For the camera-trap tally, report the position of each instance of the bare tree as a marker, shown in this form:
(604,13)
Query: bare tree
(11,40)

---

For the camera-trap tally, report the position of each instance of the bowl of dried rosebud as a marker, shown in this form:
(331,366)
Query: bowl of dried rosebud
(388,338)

---

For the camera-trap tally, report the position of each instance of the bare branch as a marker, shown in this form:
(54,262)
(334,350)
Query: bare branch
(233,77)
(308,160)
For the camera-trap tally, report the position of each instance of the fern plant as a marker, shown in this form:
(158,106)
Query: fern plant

Work required:
Report every line above that contains the word "plant", copying each such line in full.

Solved problem:
For the camera-trap tally, report the position of each instance of the fern plant as a marker, shown in this form:
Query: fern plant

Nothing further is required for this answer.